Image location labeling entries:
---
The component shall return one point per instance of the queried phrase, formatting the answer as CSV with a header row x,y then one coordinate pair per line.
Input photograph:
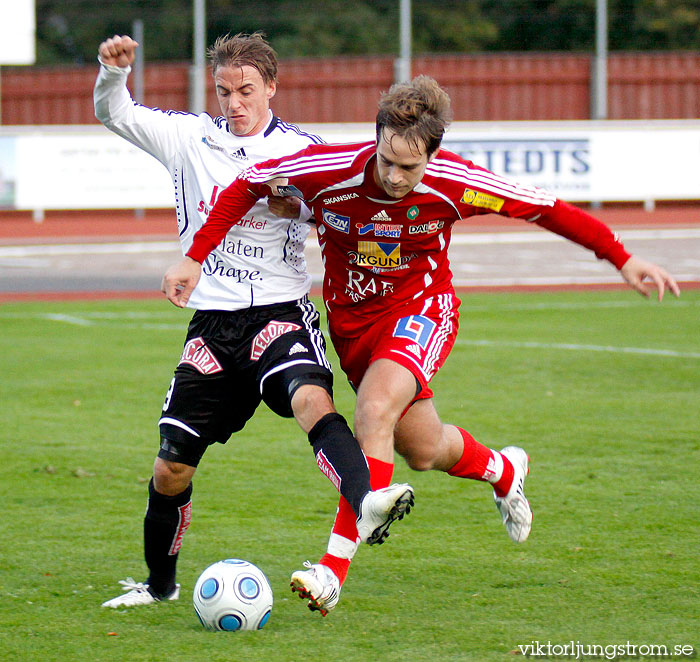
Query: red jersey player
x,y
385,212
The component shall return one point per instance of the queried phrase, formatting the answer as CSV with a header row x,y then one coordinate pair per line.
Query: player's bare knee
x,y
171,478
418,459
374,416
312,398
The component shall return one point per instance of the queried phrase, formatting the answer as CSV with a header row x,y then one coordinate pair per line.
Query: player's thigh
x,y
419,435
202,409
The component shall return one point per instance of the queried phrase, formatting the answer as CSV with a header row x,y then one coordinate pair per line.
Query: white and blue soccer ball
x,y
233,595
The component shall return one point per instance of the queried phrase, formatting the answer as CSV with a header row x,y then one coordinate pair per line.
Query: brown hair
x,y
245,49
418,111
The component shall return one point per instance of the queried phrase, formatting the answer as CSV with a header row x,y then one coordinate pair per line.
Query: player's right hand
x,y
180,280
118,51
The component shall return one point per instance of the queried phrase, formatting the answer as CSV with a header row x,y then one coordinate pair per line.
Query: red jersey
x,y
381,253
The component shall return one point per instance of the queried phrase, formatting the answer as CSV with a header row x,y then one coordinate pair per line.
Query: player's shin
x,y
166,521
340,459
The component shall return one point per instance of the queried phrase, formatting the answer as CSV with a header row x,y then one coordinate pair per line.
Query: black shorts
x,y
232,361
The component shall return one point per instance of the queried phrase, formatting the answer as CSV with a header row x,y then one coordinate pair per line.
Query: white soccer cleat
x,y
318,585
380,508
137,595
514,507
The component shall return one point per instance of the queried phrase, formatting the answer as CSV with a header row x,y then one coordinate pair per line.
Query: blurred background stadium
x,y
597,100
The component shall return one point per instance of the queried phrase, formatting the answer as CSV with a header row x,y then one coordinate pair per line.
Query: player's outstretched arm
x,y
118,51
636,270
179,281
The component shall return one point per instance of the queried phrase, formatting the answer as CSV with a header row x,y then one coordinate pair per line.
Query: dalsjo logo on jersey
x,y
426,228
268,335
336,221
379,229
197,354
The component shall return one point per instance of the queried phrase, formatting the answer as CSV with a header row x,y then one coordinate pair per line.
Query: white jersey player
x,y
254,335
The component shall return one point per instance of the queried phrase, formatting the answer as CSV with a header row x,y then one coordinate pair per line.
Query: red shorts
x,y
418,337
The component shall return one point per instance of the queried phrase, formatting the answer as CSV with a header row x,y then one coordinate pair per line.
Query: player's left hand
x,y
636,270
284,206
179,281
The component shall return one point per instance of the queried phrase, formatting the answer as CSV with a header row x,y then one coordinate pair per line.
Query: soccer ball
x,y
233,595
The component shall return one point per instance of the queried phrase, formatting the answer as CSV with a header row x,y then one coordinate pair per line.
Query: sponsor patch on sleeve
x,y
481,199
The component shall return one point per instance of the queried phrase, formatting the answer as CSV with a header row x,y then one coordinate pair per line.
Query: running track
x,y
81,255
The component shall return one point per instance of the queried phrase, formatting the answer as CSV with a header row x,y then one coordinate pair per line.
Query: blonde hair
x,y
245,49
418,111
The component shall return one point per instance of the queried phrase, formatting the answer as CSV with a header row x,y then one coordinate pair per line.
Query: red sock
x,y
339,566
380,472
345,524
478,463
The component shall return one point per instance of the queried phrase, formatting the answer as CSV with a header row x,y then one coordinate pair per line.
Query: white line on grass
x,y
647,351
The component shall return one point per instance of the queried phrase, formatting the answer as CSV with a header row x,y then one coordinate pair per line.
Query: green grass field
x,y
601,388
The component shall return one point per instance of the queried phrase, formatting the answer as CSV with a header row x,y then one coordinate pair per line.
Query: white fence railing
x,y
87,167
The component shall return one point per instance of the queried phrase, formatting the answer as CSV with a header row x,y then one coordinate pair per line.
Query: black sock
x,y
340,458
164,526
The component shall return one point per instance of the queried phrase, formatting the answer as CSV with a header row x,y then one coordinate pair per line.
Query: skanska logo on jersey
x,y
379,229
340,198
336,221
426,228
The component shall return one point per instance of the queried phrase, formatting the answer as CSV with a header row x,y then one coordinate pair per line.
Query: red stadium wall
x,y
498,87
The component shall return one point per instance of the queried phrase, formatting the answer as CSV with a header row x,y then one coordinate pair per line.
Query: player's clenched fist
x,y
118,51
179,281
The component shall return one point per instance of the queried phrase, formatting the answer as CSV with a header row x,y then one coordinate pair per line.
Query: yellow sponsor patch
x,y
479,199
378,254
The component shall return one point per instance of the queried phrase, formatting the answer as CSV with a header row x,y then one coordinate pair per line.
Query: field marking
x,y
646,351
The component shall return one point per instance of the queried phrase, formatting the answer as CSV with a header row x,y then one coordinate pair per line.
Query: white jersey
x,y
261,260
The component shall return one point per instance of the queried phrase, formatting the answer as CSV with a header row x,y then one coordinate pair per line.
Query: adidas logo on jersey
x,y
381,216
414,349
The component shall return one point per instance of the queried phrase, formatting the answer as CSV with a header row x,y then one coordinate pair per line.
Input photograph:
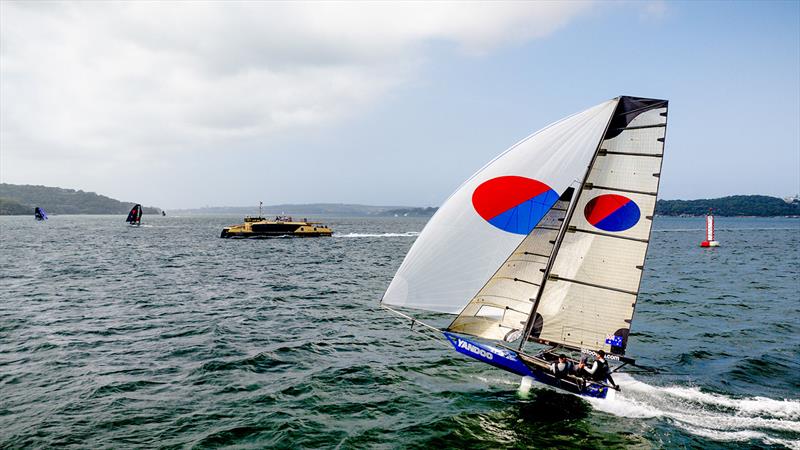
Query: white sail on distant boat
x,y
545,244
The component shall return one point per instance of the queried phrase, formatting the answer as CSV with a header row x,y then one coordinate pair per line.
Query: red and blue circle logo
x,y
513,204
612,212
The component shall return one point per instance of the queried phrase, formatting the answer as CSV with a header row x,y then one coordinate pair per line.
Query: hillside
x,y
21,199
736,205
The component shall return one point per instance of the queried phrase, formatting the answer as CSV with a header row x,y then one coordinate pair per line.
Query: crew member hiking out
x,y
562,367
599,370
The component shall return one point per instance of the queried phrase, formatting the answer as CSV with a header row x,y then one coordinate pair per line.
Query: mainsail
x,y
39,213
589,294
482,223
135,216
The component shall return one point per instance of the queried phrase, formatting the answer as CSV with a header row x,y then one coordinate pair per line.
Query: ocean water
x,y
166,336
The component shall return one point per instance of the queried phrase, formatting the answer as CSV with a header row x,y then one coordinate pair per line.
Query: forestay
x,y
590,294
476,229
501,308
---
→ JOB
Restate the data above word for word. Do not include the images.

→ FINAL RESULT
The component shall return one point per instance of the queried phrase, formatting the answer as CSV with a header row x,y then one coordinate pair per line.
Input photograph:
Query: red jersey player
x,y
385,212
The component shall return one point per instance of the queried phrase, formatting the answer as CSV with a header row x,y then one coordinate pair per line.
Query: player's bare knee
x,y
171,478
418,459
374,416
312,398
The component shall return one point per instance of the queried phrase, formatting the answer as CSV with a header row x,y then one coordinate pair per line.
Query: player's thigh
x,y
419,435
202,409
The component shall return one point per instance of the queried phrase, formatting the answer as CSV with a header row x,y then one coordinate pair per line.
Query: white and blue soccer ball
x,y
233,595
The component shall return one point per instance of the queried phrase, formatting the answer as CSV with a header row x,y then one coordinate pair per line.
Query: brown hair
x,y
245,49
418,111
The component shall return one point per instance of the queried phrase, formatting the answer as CSV with a header row x,y then one coordinate pair per line.
Query: player's right hand
x,y
180,280
118,51
The component shall return one point per instance of the queried phrase, formatting the answer as CSV with a header row x,y then one coordinate pair per line.
Query: red jersey
x,y
381,253
The component shall return one point per instance of the queried phrase, formatting the answer as CSV with a header row x,y then one coordinate pair per line.
Query: player's shin
x,y
166,521
340,459
The component shall return one point per instance of the queried phrase, formatting the answer as CSV with a header row x,y then one coordinate pair per line.
Query: black shorts
x,y
232,361
The component shall return one point per instance of the queried phrase, formatting the answer as CSV with a header row x,y then one coordinate pair per line.
Query: white soccer cleat
x,y
318,585
380,508
137,595
514,507
The component shall return one point per instance of the queried phrase, formatting the answer as CSV with a header row x,y then one coordinate pair per line.
Query: blurred background stadium
x,y
597,100
The component shall return one point per instance of the queried phrase, formatting the answer as CSV with a header row x,y then one coordinate pair per line.
Query: player's outstretched arm
x,y
118,51
636,270
179,281
The component shall return one point per instance of the queried phrase, formatting the answer as CSV with a header row x,y then one coordinate pair per line.
Query: dalsjo logo on jersey
x,y
426,228
268,335
336,221
379,229
197,354
The component shall return one point per instance of the queried phrase, formatting the answer as CSV with a header row x,y then one coordinate pair per line.
Query: white jersey player
x,y
254,335
The component shall return one point per instance of the queried phrase, formatting the answer as CSV with a header row x,y then one coordinate pair per line.
Query: red shorts
x,y
418,337
The component shall return one point per instance of the queried phrase, formatting the answer as CSV with a header row x,y then one coordinate pair per line.
Query: player's left hand
x,y
636,270
284,206
179,281
The component shall return one point per instance of the queried phrase, formatting the answer as CSV with a header row x,y then one coordinate pair per line.
Query: soccer ball
x,y
233,595
The component shall return one point per instance of the queried phrase, formatting the answer as CSV with a header row x,y then one coordinate pair per line.
Query: sponsor patch on sleeve
x,y
481,199
The component shall return one point per instance of the queried phrase, formatting the answer as CSV with a header row x,y then one coordinate pair per line.
Query: running track
x,y
81,255
The component shall return one point per instance of the queried phrase, formatting the answer as CSV with a header row x,y then one coordinate pair per line.
Query: blonde hair
x,y
245,49
418,111
The component shall return one point per instance of the queried phrase, formatting the answer as CSV with a header row x,y then one coordinate pair per line.
Query: red sock
x,y
339,566
380,472
345,524
478,463
The component shall return one point per instance of the queried phrase, formatting the answer as CSV with a header row x,y then one coordinate pair per line.
Query: white line on grass
x,y
647,351
The component shall return one point per instance of the queried phrase, formatting the answer as CSV with a header row x,y then one coordinate pair per line.
Query: green grass field
x,y
601,388
The component shall return one point per instance of the queried phrase, formatting the answer as CSV with a header row x,y then one coordinate pair per line.
Query: white fence railing
x,y
87,167
The component shall return one point per instance of the queried phrase, formatting the answer as CSV with a header row x,y then one coordinate pair per line.
Query: black sock
x,y
340,458
164,526
The component shall return one point per instance of the queried phrase, formatting the answer as CSV with a header row x,y then one coordinate pair per line.
Query: skanska logo on jersey
x,y
379,229
340,198
336,221
426,228
The component shall return one point per instance of the queried phrase, formatting the answer as CSV with a header row x,y then one coordinate pair per line.
Query: red stadium wall
x,y
498,87
The component shall return one point per instance of the queried phrase, formatting the answer as CSV with a header row x,y then one coordinate pair per line.
Query: player's clenched fist
x,y
118,51
179,281
The component shall return one point per instance of the queried phrase, formatting the answer as CSV with a header row x,y then one coordinate pair per line.
Query: yellow sponsor patch
x,y
479,199
378,254
The component shall return one point per instance of the queried phrase, formatting the answer as CSV with a header row x,y then one coordinate pair per line.
Query: field marking
x,y
646,351
The component shall return one point per instance of the queried phrase, formatting the answer as CSV with a header row x,y then one coordinate pair per line.
Query: white jersey
x,y
261,260
The component shall return one point per instance of the queried phrase, formatting the answer as CSV with a header row x,y then one coordinate pair per line.
Query: adidas logo on jersey
x,y
381,216
414,349
The component shall return one point per instance of the queried phrase, formatting the answer as CSV with a header row x,y then one coordinate pair per line.
Input photograph:
Query: white sail on distant boat
x,y
545,244
The component shall return one point per instance of the queried phrase, formatting the answer as CSV with a header row x,y then one coordinate pair per line.
Query: red and blue circle logo
x,y
513,204
612,212
The component shall return one point per instance of the queried phrase, formatting the answer as CSV with a header row x,y then one coordinate pair per line.
Query: hillside
x,y
21,199
736,205
The component shall return one point per instance of the queried phrase, formatting the answer as CSV with a header row x,y then one coordinate pair per line.
Query: crew member hiking out
x,y
562,367
599,370
The component shall return one point per instance of the queried phrase, formatting the answer as CSV with a header row x,y then one coordinate pair per line.
Query: mainsail
x,y
39,213
589,294
482,223
135,216
The component shall return one point per instance of the queried phrase, formatting the answer as CSV with a header row x,y then one coordinate pair per line.
Query: ocean water
x,y
166,336
The component shall return one point per instance of the queried phrase, formatting the answer as CSV with a header row x,y then one coordinate pair per line.
Query: forestay
x,y
590,294
476,229
501,308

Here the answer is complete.